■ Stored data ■
• • • • • • •

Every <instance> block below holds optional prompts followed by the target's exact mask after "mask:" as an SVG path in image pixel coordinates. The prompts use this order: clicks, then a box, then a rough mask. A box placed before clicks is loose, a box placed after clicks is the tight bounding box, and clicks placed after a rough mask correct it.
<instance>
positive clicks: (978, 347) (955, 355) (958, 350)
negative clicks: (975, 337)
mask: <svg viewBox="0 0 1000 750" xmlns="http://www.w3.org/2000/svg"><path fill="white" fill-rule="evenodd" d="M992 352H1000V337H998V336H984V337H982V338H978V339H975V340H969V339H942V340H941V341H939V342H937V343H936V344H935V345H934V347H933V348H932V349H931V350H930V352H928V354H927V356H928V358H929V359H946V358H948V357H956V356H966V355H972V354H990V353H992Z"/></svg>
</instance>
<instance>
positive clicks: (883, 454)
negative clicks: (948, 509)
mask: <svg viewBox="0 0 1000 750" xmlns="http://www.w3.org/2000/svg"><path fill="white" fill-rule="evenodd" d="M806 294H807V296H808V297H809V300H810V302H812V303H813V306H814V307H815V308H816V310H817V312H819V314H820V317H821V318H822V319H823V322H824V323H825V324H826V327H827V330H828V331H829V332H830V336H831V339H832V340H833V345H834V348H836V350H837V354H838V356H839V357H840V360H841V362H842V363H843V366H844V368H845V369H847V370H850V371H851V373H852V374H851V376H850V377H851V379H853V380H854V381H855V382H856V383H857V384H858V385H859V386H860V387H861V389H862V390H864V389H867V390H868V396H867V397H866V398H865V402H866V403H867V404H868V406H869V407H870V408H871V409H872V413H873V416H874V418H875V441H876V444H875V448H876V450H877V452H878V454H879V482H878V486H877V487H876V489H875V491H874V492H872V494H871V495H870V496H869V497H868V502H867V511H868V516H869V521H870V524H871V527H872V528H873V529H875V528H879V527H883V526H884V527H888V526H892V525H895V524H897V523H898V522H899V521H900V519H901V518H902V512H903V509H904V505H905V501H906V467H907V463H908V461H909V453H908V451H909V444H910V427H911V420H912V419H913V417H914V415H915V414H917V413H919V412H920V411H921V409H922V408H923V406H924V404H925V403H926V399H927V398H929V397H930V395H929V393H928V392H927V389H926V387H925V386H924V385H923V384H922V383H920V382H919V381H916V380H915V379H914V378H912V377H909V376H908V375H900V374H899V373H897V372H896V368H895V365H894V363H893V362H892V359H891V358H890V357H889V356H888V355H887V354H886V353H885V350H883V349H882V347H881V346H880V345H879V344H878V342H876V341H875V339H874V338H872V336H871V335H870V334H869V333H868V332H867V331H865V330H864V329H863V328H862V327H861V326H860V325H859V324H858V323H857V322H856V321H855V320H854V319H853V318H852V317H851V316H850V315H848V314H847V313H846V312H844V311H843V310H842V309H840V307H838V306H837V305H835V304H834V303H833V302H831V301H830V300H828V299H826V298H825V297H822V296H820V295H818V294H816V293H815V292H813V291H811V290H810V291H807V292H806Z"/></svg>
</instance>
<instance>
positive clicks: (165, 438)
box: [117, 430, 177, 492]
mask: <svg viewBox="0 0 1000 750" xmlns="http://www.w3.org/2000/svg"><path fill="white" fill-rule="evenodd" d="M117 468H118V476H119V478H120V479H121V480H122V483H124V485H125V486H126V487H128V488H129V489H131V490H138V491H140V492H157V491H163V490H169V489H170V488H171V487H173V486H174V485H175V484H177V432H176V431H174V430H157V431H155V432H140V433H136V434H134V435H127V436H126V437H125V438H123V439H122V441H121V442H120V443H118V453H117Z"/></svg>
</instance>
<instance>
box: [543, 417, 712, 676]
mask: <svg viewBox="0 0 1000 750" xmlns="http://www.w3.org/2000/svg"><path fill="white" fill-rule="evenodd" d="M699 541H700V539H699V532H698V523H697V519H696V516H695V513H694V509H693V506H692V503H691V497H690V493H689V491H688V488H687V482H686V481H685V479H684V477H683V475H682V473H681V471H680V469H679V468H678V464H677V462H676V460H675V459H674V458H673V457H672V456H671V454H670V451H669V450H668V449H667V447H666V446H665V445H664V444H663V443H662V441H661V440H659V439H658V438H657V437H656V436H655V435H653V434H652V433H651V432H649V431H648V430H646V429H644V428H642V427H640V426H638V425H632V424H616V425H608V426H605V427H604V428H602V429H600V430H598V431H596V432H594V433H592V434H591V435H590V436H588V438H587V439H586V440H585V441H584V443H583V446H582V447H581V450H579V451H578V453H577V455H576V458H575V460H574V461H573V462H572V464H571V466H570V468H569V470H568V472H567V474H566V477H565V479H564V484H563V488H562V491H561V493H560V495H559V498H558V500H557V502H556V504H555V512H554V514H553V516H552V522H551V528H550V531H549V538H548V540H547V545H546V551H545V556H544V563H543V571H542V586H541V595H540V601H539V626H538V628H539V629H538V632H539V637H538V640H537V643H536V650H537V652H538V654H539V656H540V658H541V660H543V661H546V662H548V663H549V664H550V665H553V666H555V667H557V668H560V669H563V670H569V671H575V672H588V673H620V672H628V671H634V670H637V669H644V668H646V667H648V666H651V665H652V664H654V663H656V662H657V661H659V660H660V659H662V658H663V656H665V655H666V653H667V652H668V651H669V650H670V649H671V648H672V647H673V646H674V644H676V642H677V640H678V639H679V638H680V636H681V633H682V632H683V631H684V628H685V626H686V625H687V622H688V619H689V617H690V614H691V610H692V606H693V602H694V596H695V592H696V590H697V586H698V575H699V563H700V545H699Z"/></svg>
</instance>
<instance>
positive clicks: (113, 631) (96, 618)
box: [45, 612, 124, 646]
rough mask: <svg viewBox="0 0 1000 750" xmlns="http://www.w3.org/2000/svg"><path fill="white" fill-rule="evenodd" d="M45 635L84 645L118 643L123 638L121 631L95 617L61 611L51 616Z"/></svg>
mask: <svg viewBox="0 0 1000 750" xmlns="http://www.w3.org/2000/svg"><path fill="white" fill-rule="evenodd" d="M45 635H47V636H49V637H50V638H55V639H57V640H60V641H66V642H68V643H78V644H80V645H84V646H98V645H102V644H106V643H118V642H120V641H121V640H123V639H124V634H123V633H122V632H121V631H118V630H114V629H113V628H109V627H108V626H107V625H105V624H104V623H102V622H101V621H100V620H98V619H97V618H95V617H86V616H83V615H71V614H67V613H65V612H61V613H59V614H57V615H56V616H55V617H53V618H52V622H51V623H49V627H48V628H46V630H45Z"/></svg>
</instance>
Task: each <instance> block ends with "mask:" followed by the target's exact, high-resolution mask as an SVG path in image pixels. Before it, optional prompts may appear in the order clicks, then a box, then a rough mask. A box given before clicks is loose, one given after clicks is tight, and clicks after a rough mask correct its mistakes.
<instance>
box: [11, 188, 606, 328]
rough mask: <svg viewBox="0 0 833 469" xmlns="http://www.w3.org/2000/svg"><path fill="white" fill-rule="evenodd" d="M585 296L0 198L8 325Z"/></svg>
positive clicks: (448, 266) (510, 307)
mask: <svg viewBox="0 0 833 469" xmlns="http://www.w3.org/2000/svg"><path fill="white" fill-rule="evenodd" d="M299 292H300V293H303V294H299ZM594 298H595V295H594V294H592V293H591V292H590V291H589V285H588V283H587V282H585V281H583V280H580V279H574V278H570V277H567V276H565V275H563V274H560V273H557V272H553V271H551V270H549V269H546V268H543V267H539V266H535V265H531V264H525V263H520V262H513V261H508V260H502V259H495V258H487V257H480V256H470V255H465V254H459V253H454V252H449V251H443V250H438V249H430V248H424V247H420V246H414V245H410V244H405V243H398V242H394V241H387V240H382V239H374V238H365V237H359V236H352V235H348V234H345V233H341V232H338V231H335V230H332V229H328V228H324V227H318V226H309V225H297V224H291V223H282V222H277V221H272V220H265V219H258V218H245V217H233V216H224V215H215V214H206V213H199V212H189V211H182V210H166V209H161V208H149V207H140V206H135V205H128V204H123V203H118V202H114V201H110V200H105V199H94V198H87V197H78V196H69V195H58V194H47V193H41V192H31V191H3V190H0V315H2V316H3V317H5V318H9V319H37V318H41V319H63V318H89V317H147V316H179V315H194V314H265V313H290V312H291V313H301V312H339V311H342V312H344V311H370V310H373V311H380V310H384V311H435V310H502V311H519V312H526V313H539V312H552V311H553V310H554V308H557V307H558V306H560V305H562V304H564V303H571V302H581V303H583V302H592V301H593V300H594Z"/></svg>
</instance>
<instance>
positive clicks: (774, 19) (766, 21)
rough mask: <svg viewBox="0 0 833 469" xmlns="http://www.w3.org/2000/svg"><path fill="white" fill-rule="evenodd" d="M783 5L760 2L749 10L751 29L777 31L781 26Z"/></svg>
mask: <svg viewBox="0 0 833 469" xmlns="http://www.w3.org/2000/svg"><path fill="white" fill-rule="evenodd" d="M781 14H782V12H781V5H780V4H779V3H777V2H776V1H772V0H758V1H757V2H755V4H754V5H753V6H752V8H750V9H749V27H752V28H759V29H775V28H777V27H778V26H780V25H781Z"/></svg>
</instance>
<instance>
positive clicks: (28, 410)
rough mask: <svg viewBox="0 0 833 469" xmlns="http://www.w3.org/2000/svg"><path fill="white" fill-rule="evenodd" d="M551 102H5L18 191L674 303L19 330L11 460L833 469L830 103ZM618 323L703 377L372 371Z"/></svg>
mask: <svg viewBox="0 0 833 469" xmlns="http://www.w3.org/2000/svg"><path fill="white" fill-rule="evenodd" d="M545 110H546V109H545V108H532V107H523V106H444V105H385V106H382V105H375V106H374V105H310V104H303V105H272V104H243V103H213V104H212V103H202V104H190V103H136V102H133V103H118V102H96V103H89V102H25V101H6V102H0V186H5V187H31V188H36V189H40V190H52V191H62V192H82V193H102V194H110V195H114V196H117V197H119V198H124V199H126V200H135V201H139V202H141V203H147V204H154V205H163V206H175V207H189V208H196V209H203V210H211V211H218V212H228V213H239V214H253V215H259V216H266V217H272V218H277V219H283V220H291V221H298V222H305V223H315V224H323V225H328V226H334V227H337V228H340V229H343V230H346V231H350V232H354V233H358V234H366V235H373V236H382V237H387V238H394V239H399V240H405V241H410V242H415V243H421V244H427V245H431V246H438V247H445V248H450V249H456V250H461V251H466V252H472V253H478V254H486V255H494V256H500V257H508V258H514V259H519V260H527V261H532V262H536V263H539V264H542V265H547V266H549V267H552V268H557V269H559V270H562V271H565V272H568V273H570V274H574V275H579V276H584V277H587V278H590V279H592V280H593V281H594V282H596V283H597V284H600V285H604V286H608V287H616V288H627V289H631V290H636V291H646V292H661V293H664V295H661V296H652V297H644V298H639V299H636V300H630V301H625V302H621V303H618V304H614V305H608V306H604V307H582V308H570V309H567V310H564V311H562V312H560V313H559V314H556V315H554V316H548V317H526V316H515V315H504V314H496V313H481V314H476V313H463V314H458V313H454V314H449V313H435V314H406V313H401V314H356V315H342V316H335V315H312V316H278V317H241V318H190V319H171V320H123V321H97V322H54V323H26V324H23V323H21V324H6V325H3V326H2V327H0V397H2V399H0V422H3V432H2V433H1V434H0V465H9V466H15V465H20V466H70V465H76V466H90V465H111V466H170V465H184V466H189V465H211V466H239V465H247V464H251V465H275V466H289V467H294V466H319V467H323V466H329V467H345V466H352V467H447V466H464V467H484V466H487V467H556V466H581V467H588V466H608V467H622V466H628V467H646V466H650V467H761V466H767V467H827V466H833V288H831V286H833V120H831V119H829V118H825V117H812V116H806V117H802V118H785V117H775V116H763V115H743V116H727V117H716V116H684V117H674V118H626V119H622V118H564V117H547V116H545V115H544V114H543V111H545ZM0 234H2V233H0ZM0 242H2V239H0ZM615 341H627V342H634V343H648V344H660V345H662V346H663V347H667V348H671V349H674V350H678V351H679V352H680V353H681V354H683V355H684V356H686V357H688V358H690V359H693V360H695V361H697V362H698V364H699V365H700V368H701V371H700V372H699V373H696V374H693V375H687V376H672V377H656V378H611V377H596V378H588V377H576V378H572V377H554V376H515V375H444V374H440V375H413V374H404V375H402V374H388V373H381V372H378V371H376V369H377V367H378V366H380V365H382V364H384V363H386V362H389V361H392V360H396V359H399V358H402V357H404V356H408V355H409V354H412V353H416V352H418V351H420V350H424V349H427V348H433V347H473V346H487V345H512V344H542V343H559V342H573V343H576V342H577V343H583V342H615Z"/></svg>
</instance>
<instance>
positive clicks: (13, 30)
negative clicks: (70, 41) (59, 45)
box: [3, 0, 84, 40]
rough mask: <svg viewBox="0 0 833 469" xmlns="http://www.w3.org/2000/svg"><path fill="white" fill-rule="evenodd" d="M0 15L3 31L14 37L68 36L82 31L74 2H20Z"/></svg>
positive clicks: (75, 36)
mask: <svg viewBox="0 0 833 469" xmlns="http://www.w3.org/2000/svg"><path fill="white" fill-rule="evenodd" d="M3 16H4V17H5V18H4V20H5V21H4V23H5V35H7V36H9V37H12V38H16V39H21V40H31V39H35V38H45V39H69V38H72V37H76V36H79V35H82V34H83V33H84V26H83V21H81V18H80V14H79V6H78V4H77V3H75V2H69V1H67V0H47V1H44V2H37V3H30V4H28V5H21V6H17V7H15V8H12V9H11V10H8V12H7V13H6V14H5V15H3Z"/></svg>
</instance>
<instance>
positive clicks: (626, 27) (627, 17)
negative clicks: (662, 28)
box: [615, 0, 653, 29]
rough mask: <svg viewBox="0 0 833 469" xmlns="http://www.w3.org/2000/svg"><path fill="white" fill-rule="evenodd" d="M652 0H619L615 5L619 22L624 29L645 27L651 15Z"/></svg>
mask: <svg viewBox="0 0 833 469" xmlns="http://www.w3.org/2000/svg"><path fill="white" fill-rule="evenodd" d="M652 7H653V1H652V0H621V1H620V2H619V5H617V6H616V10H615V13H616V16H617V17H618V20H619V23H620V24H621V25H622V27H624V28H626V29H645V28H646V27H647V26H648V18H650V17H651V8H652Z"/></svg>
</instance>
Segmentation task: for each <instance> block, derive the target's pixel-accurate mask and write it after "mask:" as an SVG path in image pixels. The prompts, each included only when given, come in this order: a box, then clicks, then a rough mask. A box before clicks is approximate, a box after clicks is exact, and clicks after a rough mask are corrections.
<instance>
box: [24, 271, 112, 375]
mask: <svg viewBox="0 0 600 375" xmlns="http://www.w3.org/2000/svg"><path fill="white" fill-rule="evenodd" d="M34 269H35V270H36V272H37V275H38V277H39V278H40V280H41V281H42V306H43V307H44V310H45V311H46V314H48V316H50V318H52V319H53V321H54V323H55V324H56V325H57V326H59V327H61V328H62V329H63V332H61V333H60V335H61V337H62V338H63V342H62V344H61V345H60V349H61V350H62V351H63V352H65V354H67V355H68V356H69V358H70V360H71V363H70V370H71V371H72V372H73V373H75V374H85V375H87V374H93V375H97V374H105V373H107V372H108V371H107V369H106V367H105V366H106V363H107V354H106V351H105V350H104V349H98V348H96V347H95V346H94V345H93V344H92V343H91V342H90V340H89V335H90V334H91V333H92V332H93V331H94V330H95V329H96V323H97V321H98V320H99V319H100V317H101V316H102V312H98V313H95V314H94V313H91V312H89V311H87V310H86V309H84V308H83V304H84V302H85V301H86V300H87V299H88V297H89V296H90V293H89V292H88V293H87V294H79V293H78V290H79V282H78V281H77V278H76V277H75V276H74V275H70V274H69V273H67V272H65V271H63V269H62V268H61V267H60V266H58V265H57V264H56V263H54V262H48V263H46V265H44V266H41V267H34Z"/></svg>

• • • • • • •

Please transcribe the records exactly from their first line through the line holding "positive clicks: (978, 347)", and leave out all others.

Every <instance> block below holds optional prompts followed by the target's exact mask after "mask:" as an SVG path in image pixel coordinates. The prompts use this order: clicks, then a box, then a rough mask. A box placed before clicks is loose, a box placed after clicks is the tight bounding box, and clicks placed after a rough mask correct it.
<instance>
positive clicks: (978, 347) (955, 355) (958, 350)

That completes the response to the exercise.